— Begin Selected extract —

Around noon on a late September day in 1905, Miss Ethyl Rubarts, a resident of the Eunice community, was taken into custody as she departed a train at the 10th Street Station, Louisville, her offense being the heinous crime of wishing to marry the man she loved, Mr. Joe Thomas, a farmer of the Pellyton country.

Mr. Thomas, a lad of about 23 summers, had been paying suit to Miss Rubarts for some two years with no objection from her father, G.W. Rubarts, Jr., until a short time earlier when the young couple broached the subject of marriage. Since she was but 17, parental consent was required. Not only did Mr. Rubarts adamantly refuse to give the consent, he forbade Mr. Thomas from paying call to his only daughter, and thus came about the scheme to elope to Jeffersonville, Indiana.

After Ethyl and Joe left Adair County, however, her father caught wind of the scheme and telegraphed ahead to Louisville. Not only did he request of Acting Chief Ridge of the Louisville Police that his daughter be detained, Mr. Rubarts promised "a substantial reward if the young lady was apprehended before the ceremony was performed." When Miss Rubarts was arrested, she was "Dressed in cream colored silk and carrying a bouquet of bride's roses and incidentally a Fall jacket and fascinator."

— End Selected extract —

Things to do ->
**a.** Summarize the account of the 1905 elopement in two sentences.
**b.** List every person the account of the 1905 elopement mentions by name.
**c.** Carry the account of the 1905 elopement forward from its final sentence.

— Begin Given data —

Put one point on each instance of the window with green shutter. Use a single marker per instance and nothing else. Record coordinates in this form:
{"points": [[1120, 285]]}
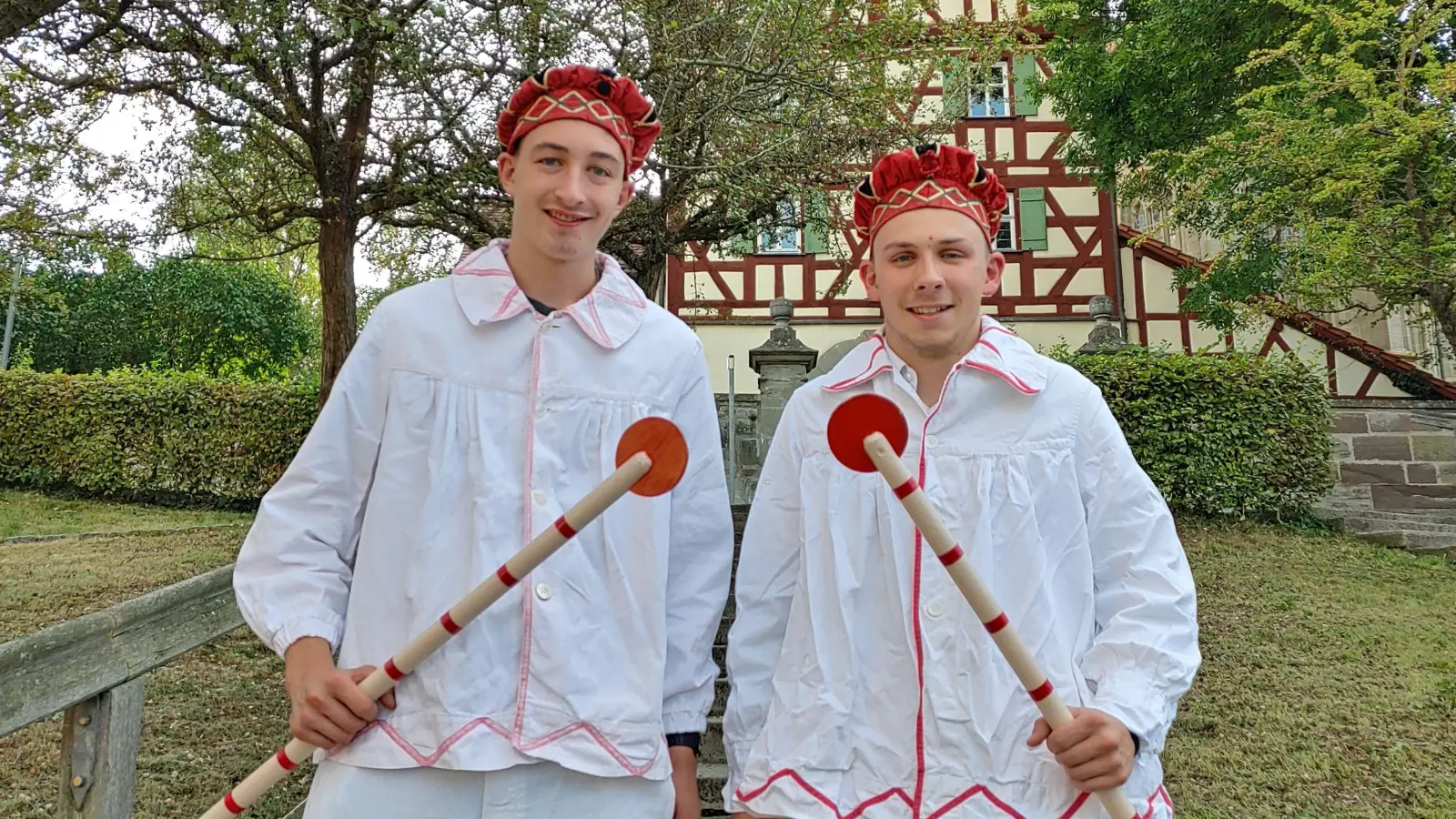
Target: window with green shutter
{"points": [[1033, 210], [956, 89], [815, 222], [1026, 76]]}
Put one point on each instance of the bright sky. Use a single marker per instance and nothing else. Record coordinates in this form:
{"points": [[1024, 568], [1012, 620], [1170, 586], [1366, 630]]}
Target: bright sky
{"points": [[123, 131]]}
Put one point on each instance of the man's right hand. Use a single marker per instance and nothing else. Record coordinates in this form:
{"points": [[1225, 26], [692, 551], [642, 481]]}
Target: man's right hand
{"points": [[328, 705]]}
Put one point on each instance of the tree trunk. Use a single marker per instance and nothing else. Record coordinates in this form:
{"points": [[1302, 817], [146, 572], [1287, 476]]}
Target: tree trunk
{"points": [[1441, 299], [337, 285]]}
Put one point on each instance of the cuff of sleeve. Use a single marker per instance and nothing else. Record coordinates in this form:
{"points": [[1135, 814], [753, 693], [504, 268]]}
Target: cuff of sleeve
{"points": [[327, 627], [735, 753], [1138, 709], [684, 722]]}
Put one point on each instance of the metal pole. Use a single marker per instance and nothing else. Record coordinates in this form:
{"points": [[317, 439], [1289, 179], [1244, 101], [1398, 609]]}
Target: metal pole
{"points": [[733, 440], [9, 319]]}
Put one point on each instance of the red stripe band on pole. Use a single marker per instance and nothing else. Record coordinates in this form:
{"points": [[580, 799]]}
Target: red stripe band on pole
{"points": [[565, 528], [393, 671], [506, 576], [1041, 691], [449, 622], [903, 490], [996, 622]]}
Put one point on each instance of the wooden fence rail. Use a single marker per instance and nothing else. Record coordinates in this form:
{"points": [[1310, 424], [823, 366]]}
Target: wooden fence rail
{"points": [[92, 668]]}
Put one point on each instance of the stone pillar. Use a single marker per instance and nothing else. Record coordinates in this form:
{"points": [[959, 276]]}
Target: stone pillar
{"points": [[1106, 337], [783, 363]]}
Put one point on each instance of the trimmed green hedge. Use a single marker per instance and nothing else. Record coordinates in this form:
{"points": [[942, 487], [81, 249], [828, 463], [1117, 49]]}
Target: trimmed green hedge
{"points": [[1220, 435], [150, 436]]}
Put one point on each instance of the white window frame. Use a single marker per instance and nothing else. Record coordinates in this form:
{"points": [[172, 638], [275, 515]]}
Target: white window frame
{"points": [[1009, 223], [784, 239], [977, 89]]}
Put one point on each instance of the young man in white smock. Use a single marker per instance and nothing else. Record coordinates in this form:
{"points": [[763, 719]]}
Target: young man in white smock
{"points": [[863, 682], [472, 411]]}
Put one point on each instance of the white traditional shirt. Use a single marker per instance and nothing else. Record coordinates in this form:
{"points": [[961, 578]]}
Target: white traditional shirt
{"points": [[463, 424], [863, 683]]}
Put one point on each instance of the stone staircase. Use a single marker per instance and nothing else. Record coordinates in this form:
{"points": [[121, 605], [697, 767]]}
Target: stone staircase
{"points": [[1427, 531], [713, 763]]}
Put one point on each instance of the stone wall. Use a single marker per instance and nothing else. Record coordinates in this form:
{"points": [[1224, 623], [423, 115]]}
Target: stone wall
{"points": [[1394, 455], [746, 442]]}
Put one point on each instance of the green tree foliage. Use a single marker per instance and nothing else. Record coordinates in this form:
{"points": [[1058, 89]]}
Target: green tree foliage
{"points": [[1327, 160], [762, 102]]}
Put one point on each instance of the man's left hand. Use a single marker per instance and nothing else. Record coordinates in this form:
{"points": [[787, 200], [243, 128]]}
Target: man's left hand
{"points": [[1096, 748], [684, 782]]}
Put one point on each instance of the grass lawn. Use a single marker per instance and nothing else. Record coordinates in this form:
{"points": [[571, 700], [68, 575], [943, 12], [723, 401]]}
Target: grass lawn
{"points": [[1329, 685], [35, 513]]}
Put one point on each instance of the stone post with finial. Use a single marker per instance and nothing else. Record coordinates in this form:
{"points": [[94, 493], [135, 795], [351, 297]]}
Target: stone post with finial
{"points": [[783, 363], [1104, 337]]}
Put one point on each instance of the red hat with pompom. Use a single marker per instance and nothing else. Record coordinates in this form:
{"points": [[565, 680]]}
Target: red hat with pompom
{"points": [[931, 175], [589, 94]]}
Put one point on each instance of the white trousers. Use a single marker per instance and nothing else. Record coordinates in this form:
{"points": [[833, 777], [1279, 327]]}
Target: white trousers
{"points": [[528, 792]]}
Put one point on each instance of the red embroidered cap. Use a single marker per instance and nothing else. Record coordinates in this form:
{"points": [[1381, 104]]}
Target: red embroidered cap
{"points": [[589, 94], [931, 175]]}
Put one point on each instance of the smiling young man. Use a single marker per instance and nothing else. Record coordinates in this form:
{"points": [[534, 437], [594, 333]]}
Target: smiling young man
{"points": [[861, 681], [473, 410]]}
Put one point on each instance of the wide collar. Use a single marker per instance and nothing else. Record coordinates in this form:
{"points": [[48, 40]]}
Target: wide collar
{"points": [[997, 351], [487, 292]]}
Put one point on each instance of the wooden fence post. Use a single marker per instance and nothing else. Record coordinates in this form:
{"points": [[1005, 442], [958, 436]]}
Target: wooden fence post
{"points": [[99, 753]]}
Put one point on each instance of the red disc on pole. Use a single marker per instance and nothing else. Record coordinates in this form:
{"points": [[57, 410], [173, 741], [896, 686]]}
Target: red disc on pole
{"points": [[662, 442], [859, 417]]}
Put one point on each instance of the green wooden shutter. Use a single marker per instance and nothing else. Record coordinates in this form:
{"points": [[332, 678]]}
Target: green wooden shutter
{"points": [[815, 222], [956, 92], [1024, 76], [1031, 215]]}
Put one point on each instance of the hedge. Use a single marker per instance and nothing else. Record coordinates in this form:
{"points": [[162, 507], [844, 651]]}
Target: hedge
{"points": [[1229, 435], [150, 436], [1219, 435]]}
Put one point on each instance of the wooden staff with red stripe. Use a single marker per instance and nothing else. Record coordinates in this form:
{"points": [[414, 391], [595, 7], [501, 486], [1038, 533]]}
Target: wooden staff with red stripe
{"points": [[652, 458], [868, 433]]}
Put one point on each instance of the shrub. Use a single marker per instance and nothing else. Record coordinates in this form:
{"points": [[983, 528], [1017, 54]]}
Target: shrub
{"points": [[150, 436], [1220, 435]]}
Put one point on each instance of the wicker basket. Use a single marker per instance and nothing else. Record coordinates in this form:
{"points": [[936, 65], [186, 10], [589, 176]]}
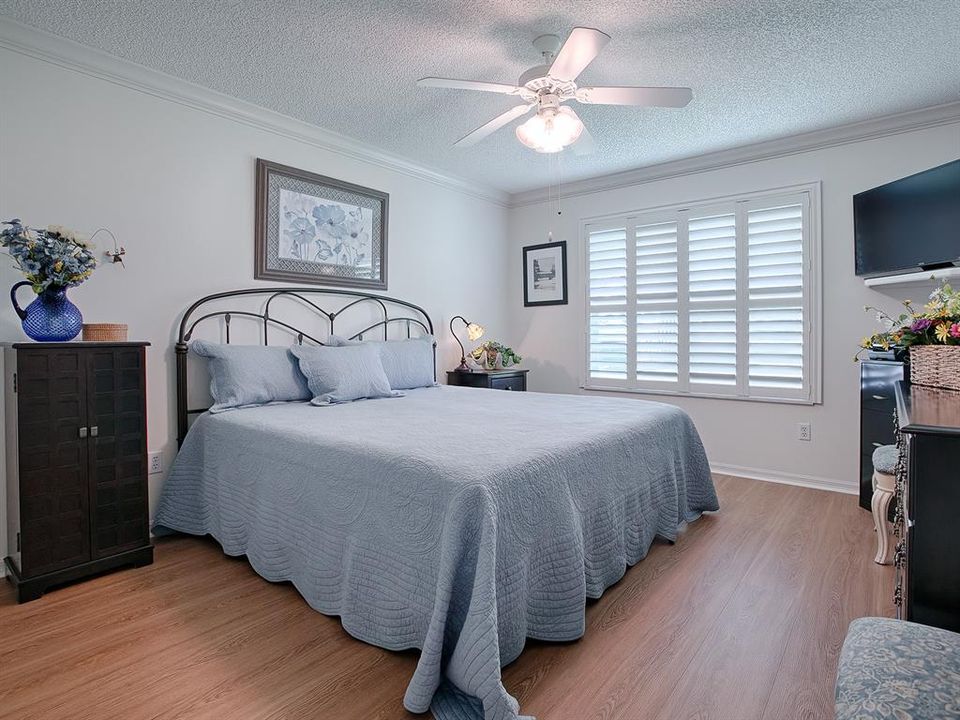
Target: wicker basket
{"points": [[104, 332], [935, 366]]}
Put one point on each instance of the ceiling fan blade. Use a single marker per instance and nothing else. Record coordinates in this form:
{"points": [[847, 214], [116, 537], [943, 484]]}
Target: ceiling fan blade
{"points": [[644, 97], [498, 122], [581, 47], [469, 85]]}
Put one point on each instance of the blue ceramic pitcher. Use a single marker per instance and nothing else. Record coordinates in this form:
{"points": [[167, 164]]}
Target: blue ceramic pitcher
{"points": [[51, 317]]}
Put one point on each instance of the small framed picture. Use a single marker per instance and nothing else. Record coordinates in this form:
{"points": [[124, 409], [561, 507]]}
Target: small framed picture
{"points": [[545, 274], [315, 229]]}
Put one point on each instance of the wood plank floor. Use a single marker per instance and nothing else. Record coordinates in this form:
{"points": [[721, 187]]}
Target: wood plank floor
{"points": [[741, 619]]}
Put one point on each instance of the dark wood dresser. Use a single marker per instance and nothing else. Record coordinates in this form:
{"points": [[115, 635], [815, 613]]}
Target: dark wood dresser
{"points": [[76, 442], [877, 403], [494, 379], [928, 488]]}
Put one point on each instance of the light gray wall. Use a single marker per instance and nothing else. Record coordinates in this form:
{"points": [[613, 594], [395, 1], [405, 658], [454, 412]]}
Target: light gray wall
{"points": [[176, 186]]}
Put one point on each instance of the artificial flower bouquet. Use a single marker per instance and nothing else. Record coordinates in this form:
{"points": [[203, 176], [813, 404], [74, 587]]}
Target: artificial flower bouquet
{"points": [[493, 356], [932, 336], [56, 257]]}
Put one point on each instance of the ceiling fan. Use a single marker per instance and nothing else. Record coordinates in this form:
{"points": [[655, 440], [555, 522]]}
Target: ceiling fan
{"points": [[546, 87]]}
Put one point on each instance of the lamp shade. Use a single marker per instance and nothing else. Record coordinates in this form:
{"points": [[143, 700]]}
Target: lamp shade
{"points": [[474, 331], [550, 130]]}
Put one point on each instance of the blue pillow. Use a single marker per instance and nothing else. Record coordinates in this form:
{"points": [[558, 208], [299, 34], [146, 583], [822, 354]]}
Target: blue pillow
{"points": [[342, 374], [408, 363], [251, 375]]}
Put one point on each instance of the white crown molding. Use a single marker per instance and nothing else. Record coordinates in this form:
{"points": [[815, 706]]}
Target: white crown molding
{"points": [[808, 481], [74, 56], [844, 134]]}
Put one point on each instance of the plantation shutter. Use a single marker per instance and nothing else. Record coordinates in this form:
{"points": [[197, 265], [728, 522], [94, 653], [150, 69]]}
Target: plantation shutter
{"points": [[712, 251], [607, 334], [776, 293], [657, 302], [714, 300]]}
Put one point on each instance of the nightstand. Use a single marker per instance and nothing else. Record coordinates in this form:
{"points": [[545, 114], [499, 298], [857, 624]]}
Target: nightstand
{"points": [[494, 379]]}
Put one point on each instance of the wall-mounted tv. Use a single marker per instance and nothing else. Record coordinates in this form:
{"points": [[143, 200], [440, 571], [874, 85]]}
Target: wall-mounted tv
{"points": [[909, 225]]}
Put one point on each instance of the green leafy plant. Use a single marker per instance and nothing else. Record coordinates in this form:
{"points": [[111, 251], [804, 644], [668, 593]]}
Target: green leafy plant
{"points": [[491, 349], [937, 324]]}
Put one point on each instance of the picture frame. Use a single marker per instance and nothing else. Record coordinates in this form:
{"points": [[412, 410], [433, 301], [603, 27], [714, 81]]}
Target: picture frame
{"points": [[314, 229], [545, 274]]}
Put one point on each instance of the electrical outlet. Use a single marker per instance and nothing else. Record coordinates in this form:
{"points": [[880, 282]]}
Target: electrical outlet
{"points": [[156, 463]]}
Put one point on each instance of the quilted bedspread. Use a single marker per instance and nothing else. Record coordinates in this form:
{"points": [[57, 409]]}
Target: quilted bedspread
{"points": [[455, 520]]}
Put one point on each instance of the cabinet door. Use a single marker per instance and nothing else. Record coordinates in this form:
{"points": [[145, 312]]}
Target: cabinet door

— End Given data —

Responses by task ->
**a.** In 1905, 17-year-old Ethyl Rubarts and Joe Thomas, a farmer who had courted her for about two years, planned to elope to Jeffersonville, Indiana, after her father, G.W. Rubarts, Jr., refused consent for them to marry and barred Thomas from calling on her. Her father learned of the plan, telegraphed the Louisville police asking that she be detained and promised a reward, and she was arrested at the 10th Street Station in Louisville wearing cream-colored silk and carrying bride's roses.

**b.**
Ethyl Rubarts
Joe Thomas
G.W. Rubarts, Jr.
Acting Chief Ridge

**c.**
Joe, given his freedom while the police held Ethyl pending the arrival of her father, showed his true colors -- and true devotion -- by declaring he would stay "until his sweetheart left, follow her home, and try again."

The above saga first appeared in the Louisville Times, an evening publication, on Friday, September 29th, 1905, the day these events unfolded. A week later, a piece in the Duluth (Minn.) Evening Herald added this detail:

"Young Thomas was dressed in the regulation black suit, white tie and patent leather shoes of the bridegroom. The young woman is facing the situation courageously, and on the way from the station to the central police station she declared to her lover: 'I will marry you or die.'"

The Louisville Times article subsequently was reprinted in the Wednesday, October 4th edition of the Adair County News. Two weeks later, the front page of the News announced, perhaps with a hint of glee, that on Monday morning, October 16th, "the young couple again succeeded in escaping the vigilance of the young lady's parents and up to the time of going to press [early Tuesday afternoon] their whereabouts cannot be ascertained, but it is supposed that Tennessee was their destination."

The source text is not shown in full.